> [PASSAGE]
.....

# What is the reformed view of 1 Cor 3:13-15?



## Bern (Sep 15, 2010)

1 Cor 3:13 each one's work will become manifest, for the Day will disclose it, because it will be revealed by fire, and the fire will test what sort of work each one has done. 14 If the work that anyone has built on the foundation survives, he will receive a reward. 15 If anyone's work is burned up, he will suffer loss, though he himself will be saved, but only as through fire.

I was doing a study in church on why purgatory is not correct this evening. It was agreed by all that this verse is not talking about purgatory, but the day of the Lord. However, there was some disagreement over the specifics of what it actually means for our work to be revealed by fire.... whats the reformed understanding of this passage?

.....

Point annotation dataset records:
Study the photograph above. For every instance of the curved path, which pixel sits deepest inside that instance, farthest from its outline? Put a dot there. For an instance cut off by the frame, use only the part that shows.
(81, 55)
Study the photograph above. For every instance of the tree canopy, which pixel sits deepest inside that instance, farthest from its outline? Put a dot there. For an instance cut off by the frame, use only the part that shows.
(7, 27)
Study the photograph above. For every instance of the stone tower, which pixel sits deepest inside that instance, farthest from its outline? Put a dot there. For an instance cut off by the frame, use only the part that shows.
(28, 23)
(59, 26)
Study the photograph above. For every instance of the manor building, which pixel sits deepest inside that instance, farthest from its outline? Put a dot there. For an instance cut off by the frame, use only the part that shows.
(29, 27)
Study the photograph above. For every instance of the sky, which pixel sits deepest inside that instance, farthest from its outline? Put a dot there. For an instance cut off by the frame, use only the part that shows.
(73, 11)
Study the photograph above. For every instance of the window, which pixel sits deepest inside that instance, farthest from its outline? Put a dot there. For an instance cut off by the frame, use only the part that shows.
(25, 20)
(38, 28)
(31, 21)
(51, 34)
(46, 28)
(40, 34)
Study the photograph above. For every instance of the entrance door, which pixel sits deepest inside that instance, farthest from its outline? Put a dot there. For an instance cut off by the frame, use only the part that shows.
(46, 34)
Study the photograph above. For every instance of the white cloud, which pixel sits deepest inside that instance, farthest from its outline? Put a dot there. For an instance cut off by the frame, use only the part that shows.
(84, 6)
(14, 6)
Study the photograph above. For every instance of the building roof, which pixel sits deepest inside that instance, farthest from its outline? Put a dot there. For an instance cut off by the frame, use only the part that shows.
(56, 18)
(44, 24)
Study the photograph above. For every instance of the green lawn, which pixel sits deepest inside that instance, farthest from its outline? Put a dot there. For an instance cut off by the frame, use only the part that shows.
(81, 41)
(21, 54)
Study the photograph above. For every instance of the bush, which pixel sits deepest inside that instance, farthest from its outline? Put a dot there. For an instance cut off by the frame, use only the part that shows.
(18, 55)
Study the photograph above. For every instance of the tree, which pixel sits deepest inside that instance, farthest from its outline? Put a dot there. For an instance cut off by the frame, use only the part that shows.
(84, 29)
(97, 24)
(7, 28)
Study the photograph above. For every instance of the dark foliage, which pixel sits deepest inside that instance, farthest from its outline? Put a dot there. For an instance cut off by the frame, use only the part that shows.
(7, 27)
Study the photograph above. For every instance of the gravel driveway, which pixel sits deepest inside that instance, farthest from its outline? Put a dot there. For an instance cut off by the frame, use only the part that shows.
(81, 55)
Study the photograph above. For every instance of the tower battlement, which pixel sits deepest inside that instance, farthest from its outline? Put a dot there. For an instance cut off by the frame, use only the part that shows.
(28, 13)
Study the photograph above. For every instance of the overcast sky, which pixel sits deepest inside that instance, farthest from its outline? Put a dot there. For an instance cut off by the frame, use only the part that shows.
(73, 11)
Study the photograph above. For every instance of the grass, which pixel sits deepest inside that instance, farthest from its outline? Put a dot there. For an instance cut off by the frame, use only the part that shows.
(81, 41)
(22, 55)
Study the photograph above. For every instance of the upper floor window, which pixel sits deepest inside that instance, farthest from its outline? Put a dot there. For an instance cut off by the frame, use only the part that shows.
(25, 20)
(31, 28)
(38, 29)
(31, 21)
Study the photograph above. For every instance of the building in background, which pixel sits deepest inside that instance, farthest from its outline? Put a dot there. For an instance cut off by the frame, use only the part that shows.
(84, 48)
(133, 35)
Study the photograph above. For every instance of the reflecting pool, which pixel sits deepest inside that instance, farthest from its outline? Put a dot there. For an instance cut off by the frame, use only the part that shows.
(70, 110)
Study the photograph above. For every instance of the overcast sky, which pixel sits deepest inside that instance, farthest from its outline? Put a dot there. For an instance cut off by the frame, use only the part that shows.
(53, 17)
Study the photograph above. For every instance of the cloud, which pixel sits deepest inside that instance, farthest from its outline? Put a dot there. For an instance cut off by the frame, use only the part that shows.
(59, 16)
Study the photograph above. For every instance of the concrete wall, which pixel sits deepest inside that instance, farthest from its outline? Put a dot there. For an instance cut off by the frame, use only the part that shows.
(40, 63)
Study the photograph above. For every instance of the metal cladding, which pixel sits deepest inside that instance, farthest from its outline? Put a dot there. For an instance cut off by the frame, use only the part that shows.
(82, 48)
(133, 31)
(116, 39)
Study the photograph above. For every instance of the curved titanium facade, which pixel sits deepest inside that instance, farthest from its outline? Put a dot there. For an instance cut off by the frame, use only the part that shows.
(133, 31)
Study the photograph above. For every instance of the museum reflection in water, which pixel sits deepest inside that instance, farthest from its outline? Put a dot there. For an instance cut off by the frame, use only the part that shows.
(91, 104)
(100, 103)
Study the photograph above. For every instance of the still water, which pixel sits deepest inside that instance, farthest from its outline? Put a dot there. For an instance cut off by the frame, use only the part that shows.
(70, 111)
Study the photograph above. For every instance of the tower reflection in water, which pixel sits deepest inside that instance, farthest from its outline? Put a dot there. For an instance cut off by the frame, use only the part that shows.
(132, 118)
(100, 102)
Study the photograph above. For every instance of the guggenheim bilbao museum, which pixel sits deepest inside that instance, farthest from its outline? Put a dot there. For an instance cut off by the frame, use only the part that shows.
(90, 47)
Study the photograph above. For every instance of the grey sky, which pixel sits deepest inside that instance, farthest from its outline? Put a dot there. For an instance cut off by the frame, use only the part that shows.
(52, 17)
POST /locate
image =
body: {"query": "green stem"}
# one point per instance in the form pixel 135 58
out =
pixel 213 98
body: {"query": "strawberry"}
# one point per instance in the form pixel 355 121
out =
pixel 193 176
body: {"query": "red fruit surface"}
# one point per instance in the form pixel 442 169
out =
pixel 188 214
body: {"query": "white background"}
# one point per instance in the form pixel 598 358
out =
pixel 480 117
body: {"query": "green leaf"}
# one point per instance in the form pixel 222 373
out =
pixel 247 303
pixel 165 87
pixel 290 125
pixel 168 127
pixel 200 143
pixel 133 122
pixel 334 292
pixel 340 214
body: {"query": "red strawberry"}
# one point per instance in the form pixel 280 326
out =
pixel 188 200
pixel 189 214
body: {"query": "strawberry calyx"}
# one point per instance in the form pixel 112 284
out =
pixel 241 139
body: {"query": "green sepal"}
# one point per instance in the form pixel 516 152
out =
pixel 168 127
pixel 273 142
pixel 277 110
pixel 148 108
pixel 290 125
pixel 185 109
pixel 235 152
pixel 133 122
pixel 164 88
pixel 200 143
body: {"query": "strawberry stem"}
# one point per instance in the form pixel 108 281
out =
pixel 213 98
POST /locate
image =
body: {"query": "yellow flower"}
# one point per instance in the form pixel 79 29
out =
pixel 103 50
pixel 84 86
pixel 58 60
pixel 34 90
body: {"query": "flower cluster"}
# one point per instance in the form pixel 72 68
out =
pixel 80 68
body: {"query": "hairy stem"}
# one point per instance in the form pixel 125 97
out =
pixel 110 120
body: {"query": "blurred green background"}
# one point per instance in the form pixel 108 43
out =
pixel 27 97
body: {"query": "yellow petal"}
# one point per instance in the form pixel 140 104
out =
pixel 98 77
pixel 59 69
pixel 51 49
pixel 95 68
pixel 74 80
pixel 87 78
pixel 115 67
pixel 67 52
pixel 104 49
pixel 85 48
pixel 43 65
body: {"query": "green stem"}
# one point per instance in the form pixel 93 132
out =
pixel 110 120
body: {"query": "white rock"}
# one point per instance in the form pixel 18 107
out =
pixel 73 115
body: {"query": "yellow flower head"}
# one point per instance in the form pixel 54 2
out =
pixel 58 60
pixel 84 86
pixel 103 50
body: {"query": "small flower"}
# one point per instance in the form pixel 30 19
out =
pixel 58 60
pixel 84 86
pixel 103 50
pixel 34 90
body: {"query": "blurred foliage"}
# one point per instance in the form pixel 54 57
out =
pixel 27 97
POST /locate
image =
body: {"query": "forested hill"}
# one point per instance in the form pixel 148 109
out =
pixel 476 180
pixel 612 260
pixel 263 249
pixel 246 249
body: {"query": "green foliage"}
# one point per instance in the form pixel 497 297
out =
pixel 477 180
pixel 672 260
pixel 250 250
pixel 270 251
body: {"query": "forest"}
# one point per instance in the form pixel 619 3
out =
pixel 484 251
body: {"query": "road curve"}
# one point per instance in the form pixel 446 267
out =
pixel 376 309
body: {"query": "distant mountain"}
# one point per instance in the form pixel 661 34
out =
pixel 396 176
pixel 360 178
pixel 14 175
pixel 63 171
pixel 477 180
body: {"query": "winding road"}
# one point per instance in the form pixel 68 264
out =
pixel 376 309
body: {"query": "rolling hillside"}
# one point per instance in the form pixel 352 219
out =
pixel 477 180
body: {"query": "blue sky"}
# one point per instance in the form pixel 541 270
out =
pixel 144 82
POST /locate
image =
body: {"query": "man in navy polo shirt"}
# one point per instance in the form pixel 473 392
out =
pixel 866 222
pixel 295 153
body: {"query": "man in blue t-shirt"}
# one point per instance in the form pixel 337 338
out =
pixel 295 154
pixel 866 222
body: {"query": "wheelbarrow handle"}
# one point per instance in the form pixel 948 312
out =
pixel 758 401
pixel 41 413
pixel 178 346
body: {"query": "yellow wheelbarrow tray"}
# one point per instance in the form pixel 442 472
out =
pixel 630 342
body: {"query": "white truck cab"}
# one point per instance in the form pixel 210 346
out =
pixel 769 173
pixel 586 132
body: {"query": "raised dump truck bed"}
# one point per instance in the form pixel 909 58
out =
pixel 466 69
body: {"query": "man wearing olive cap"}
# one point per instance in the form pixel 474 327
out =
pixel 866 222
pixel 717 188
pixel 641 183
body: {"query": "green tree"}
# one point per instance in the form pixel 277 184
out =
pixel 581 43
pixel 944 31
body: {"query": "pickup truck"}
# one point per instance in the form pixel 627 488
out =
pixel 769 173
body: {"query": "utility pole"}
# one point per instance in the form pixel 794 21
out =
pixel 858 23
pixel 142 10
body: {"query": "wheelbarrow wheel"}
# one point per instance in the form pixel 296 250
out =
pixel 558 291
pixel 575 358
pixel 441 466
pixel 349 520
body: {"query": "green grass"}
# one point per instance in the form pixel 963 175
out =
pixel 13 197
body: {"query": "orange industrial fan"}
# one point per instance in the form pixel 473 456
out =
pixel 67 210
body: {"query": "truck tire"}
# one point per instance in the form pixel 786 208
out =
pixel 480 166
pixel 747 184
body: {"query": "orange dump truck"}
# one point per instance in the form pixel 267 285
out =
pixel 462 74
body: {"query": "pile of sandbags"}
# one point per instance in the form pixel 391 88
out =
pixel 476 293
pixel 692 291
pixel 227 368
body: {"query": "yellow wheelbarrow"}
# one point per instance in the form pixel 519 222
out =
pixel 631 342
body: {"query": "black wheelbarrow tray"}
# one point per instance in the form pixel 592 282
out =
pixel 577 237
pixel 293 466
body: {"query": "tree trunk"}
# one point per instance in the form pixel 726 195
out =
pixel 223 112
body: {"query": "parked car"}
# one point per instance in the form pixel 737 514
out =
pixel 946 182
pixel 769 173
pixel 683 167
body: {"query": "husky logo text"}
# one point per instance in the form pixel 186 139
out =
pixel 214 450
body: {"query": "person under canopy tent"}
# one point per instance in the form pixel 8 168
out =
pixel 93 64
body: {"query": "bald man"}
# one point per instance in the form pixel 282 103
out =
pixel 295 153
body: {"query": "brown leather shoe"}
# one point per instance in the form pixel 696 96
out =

.....

> [WRITTEN TASKS]
**1.** Restate the paragraph of the 1 Cor 3:13-15 thread beginning "I was doing a study in church" as a short list that keeps its main facts.
**2.** Carry on the 1 Cor 3:13-15 thread from its final line.

> [TASK-BY-TASK ANSWERS]
**1.**
- That evening the writer was doing a study in church on why purgatory is not correct.
- All agreed that the verse is about the day of the Lord, not purgatory.
- There was disagreement over what it means for our work to be revealed by fire.
- The writer asks for the reformed understanding of the passage.

**2.**
----------



## Semper Fidelis (Sep 15, 2010)

Who's work is in view in the context Bern?


----------



## jason d (Sep 16, 2010)

My pastor preached on this and it helped me understand it well when looking at the context: SermonAudio.com - Instructions for Building God's Church


----------



## Bern (Sep 16, 2010)

Well I see it as relating to Christian ministers, but I guess it could relate to any of us. One guy suggested it was our sins that are burned away, but I argued that it doesn't say that... it says works.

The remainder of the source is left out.